*** ENTRIES SHOWN

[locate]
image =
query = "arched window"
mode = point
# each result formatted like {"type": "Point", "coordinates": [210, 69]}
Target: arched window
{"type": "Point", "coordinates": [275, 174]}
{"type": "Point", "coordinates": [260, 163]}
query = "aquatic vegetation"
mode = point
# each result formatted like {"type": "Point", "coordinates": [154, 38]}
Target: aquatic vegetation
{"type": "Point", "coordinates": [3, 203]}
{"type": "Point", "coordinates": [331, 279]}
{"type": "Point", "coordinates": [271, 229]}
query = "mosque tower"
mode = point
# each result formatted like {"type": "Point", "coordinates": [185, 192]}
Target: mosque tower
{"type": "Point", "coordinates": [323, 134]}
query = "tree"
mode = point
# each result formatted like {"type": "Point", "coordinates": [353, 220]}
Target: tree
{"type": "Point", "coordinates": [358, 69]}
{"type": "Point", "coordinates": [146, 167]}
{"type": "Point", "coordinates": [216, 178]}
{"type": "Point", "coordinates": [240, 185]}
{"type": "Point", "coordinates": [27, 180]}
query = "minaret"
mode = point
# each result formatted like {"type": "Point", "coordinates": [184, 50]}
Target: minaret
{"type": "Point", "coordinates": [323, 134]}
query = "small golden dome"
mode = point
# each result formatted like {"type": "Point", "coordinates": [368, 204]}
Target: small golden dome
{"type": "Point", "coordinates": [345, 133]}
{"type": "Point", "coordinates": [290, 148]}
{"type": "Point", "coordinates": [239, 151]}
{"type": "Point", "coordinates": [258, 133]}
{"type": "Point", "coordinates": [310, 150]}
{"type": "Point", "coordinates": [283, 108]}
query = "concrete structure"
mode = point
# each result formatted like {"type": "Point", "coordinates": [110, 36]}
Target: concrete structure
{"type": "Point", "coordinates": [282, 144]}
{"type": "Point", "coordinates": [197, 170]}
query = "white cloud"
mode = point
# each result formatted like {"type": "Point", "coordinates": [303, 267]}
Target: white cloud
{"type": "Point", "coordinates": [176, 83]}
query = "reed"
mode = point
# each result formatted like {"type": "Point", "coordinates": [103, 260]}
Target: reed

******

WHAT YOU WILL DO
Copy the listing word for word.

RESULT OF THIS EXERCISE
[locate]
image =
query = "arched window"
mode = point
# each result formatted like {"type": "Point", "coordinates": [210, 69]}
Target: arched window
{"type": "Point", "coordinates": [275, 174]}
{"type": "Point", "coordinates": [260, 163]}
query = "aquatic vegetation"
mode = point
# each result formatted like {"type": "Point", "coordinates": [154, 38]}
Target: aquatic vegetation
{"type": "Point", "coordinates": [3, 203]}
{"type": "Point", "coordinates": [331, 279]}
{"type": "Point", "coordinates": [271, 229]}
query = "mosque tower"
mode = point
# each result formatted like {"type": "Point", "coordinates": [185, 192]}
Target: mosque tower
{"type": "Point", "coordinates": [323, 134]}
query = "tree"
mode = point
# each result formatted like {"type": "Point", "coordinates": [353, 220]}
Target: tree
{"type": "Point", "coordinates": [358, 69]}
{"type": "Point", "coordinates": [146, 167]}
{"type": "Point", "coordinates": [216, 178]}
{"type": "Point", "coordinates": [240, 185]}
{"type": "Point", "coordinates": [27, 180]}
query = "minaret"
mode = point
# each result formatted like {"type": "Point", "coordinates": [184, 50]}
Target: minaret
{"type": "Point", "coordinates": [323, 134]}
query = "small golden dome"
mode = point
# each result formatted like {"type": "Point", "coordinates": [368, 204]}
Target: small golden dome
{"type": "Point", "coordinates": [345, 133]}
{"type": "Point", "coordinates": [290, 148]}
{"type": "Point", "coordinates": [239, 151]}
{"type": "Point", "coordinates": [258, 133]}
{"type": "Point", "coordinates": [310, 150]}
{"type": "Point", "coordinates": [283, 108]}
query = "concrete structure"
mode = point
# each result formatted like {"type": "Point", "coordinates": [110, 36]}
Target: concrete structure
{"type": "Point", "coordinates": [282, 144]}
{"type": "Point", "coordinates": [197, 170]}
query = "white cloud"
mode = point
# each result formatted like {"type": "Point", "coordinates": [303, 267]}
Target: white cloud
{"type": "Point", "coordinates": [176, 83]}
query = "reed"
mode = point
# each result formatted like {"type": "Point", "coordinates": [103, 260]}
Target: reed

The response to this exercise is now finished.